[Exercise goal] Return every line of the listing below, unchanged, from its first line to the line holding "Task: mark one point on every instance of the birch", that line included.

[The data]

___

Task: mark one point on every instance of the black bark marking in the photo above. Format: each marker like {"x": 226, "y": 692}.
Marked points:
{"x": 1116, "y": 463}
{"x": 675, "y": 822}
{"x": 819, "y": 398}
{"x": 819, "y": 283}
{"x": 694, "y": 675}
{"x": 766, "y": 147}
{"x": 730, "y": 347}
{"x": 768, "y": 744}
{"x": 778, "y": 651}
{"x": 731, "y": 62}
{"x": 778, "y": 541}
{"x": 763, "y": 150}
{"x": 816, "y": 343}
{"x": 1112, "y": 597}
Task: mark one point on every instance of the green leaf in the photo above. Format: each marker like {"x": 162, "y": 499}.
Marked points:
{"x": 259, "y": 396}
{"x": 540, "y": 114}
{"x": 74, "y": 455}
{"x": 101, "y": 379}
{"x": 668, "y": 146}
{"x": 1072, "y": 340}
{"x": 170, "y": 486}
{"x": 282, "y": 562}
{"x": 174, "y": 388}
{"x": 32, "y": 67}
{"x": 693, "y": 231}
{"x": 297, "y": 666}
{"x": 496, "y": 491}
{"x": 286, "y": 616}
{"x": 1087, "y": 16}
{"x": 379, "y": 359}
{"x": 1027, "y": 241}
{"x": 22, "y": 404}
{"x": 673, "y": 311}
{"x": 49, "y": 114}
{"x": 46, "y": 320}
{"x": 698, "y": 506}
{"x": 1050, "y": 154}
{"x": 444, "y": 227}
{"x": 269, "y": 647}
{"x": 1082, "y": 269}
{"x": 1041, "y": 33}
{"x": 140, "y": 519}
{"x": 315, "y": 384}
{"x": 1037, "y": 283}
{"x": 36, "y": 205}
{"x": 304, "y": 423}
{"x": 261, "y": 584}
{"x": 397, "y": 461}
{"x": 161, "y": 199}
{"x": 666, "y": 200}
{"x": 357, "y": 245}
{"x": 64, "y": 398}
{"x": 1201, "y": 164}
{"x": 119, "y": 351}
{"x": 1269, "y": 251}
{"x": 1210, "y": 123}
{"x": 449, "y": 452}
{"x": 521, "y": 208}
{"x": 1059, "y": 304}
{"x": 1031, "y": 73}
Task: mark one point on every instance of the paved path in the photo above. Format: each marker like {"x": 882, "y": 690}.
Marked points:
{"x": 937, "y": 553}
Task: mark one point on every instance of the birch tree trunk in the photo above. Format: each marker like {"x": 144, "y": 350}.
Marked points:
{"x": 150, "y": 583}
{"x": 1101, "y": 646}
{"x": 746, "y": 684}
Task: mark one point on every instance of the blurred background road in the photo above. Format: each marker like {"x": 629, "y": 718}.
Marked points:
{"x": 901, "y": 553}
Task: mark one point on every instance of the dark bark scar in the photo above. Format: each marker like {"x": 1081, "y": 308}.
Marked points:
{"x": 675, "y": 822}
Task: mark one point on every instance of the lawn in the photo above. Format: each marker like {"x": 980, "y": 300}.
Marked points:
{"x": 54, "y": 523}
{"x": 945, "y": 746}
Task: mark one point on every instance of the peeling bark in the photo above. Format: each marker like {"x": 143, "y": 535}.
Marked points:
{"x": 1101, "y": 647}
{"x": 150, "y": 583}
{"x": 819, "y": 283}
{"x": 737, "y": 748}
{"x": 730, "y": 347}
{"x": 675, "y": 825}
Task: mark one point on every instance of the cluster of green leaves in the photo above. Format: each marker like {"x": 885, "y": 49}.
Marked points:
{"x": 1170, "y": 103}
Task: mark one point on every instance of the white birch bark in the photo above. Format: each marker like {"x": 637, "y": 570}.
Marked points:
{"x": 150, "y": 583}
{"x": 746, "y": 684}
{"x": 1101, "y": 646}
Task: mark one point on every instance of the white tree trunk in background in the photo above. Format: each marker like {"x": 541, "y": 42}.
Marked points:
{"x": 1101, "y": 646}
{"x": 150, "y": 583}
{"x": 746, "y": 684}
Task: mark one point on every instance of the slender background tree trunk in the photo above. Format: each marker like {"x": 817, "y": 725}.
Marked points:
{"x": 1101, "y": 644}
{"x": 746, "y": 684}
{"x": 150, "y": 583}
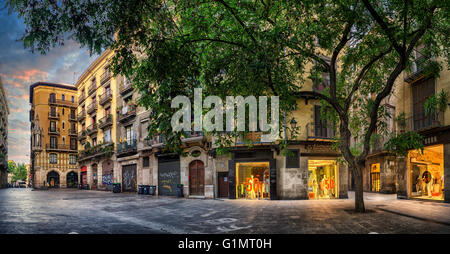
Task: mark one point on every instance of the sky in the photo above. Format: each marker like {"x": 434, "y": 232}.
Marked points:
{"x": 19, "y": 68}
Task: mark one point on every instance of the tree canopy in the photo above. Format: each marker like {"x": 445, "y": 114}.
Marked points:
{"x": 254, "y": 47}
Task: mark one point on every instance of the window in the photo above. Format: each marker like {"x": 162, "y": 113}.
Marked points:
{"x": 107, "y": 136}
{"x": 319, "y": 85}
{"x": 72, "y": 159}
{"x": 53, "y": 142}
{"x": 53, "y": 126}
{"x": 129, "y": 134}
{"x": 146, "y": 162}
{"x": 73, "y": 144}
{"x": 53, "y": 158}
{"x": 293, "y": 159}
{"x": 421, "y": 91}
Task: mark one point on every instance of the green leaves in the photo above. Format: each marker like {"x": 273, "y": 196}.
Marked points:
{"x": 400, "y": 144}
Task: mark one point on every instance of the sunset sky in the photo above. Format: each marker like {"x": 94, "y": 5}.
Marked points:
{"x": 19, "y": 68}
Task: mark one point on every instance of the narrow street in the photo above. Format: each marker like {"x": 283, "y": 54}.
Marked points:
{"x": 85, "y": 212}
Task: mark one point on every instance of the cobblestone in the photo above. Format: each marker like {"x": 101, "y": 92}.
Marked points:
{"x": 80, "y": 211}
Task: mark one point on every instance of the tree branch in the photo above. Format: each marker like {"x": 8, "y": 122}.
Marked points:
{"x": 361, "y": 75}
{"x": 385, "y": 27}
{"x": 336, "y": 52}
{"x": 239, "y": 20}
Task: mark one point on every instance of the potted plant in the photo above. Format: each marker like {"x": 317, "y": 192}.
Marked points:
{"x": 401, "y": 121}
{"x": 435, "y": 103}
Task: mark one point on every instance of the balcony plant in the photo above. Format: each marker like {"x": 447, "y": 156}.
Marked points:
{"x": 436, "y": 103}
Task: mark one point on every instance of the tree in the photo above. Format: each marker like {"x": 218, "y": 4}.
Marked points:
{"x": 264, "y": 47}
{"x": 19, "y": 171}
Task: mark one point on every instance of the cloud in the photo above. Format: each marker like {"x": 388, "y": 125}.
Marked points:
{"x": 19, "y": 68}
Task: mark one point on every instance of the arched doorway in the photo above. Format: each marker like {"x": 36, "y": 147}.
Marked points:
{"x": 53, "y": 179}
{"x": 94, "y": 176}
{"x": 107, "y": 174}
{"x": 72, "y": 179}
{"x": 197, "y": 178}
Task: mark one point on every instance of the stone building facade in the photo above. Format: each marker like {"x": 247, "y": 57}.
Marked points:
{"x": 4, "y": 112}
{"x": 426, "y": 175}
{"x": 53, "y": 135}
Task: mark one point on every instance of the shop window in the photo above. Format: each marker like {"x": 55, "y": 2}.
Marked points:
{"x": 72, "y": 159}
{"x": 293, "y": 159}
{"x": 322, "y": 181}
{"x": 375, "y": 177}
{"x": 253, "y": 180}
{"x": 53, "y": 158}
{"x": 146, "y": 162}
{"x": 427, "y": 173}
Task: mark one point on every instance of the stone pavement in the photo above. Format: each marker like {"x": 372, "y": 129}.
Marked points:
{"x": 80, "y": 211}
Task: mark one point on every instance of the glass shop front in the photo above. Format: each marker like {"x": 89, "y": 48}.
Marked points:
{"x": 253, "y": 180}
{"x": 322, "y": 181}
{"x": 427, "y": 173}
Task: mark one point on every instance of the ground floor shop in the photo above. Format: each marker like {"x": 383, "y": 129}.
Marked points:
{"x": 380, "y": 174}
{"x": 305, "y": 172}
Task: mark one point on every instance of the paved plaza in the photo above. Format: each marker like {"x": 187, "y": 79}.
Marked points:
{"x": 84, "y": 212}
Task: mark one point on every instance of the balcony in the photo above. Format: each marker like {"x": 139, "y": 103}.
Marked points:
{"x": 92, "y": 87}
{"x": 417, "y": 67}
{"x": 73, "y": 132}
{"x": 81, "y": 116}
{"x": 60, "y": 148}
{"x": 105, "y": 97}
{"x": 127, "y": 114}
{"x": 422, "y": 122}
{"x": 72, "y": 117}
{"x": 82, "y": 135}
{"x": 100, "y": 150}
{"x": 125, "y": 87}
{"x": 157, "y": 141}
{"x": 127, "y": 147}
{"x": 53, "y": 131}
{"x": 64, "y": 103}
{"x": 106, "y": 75}
{"x": 53, "y": 115}
{"x": 92, "y": 129}
{"x": 81, "y": 98}
{"x": 192, "y": 136}
{"x": 92, "y": 107}
{"x": 105, "y": 121}
{"x": 319, "y": 132}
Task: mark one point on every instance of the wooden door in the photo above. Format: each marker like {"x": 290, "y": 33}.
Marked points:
{"x": 223, "y": 184}
{"x": 129, "y": 178}
{"x": 197, "y": 178}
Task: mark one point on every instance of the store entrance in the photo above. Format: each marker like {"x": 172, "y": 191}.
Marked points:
{"x": 253, "y": 180}
{"x": 322, "y": 182}
{"x": 427, "y": 173}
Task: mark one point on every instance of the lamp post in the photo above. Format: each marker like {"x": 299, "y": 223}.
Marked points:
{"x": 293, "y": 124}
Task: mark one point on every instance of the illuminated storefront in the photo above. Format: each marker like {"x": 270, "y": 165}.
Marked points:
{"x": 426, "y": 179}
{"x": 375, "y": 177}
{"x": 253, "y": 180}
{"x": 322, "y": 181}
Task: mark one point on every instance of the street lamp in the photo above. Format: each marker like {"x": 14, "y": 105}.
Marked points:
{"x": 293, "y": 124}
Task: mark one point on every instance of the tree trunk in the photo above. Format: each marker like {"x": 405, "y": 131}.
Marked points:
{"x": 359, "y": 191}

___

[Answer to the exercise]
Task: mark one point on every instance of the black bark marking in the photo above. Format: each marker like {"x": 226, "y": 692}.
Marked points:
{"x": 1116, "y": 463}
{"x": 675, "y": 822}
{"x": 819, "y": 398}
{"x": 819, "y": 283}
{"x": 694, "y": 675}
{"x": 766, "y": 147}
{"x": 730, "y": 347}
{"x": 768, "y": 744}
{"x": 778, "y": 651}
{"x": 731, "y": 62}
{"x": 778, "y": 541}
{"x": 763, "y": 150}
{"x": 816, "y": 343}
{"x": 1112, "y": 597}
Task: mark one point on every instance of the green leaf in the photo above. Format: each marker like {"x": 162, "y": 499}.
Marked points:
{"x": 259, "y": 396}
{"x": 540, "y": 114}
{"x": 74, "y": 455}
{"x": 101, "y": 379}
{"x": 668, "y": 146}
{"x": 1072, "y": 340}
{"x": 170, "y": 486}
{"x": 282, "y": 562}
{"x": 174, "y": 388}
{"x": 32, "y": 67}
{"x": 693, "y": 231}
{"x": 297, "y": 666}
{"x": 496, "y": 491}
{"x": 286, "y": 616}
{"x": 1087, "y": 16}
{"x": 379, "y": 359}
{"x": 1027, "y": 241}
{"x": 22, "y": 404}
{"x": 673, "y": 311}
{"x": 49, "y": 114}
{"x": 46, "y": 320}
{"x": 698, "y": 506}
{"x": 1050, "y": 154}
{"x": 444, "y": 227}
{"x": 269, "y": 647}
{"x": 1082, "y": 269}
{"x": 1041, "y": 33}
{"x": 140, "y": 519}
{"x": 315, "y": 384}
{"x": 1037, "y": 283}
{"x": 36, "y": 205}
{"x": 304, "y": 423}
{"x": 261, "y": 584}
{"x": 397, "y": 461}
{"x": 161, "y": 199}
{"x": 666, "y": 200}
{"x": 357, "y": 245}
{"x": 64, "y": 398}
{"x": 1201, "y": 164}
{"x": 119, "y": 351}
{"x": 1269, "y": 251}
{"x": 1210, "y": 123}
{"x": 449, "y": 452}
{"x": 521, "y": 208}
{"x": 1059, "y": 304}
{"x": 1031, "y": 73}
Task: mark one point on every instance of the paved path in the photo above. Format: each marker like {"x": 882, "y": 690}.
Marked points:
{"x": 937, "y": 553}
Task: mark one point on every instance of the birch tree trunk in the photo above. Format: each marker like {"x": 144, "y": 350}.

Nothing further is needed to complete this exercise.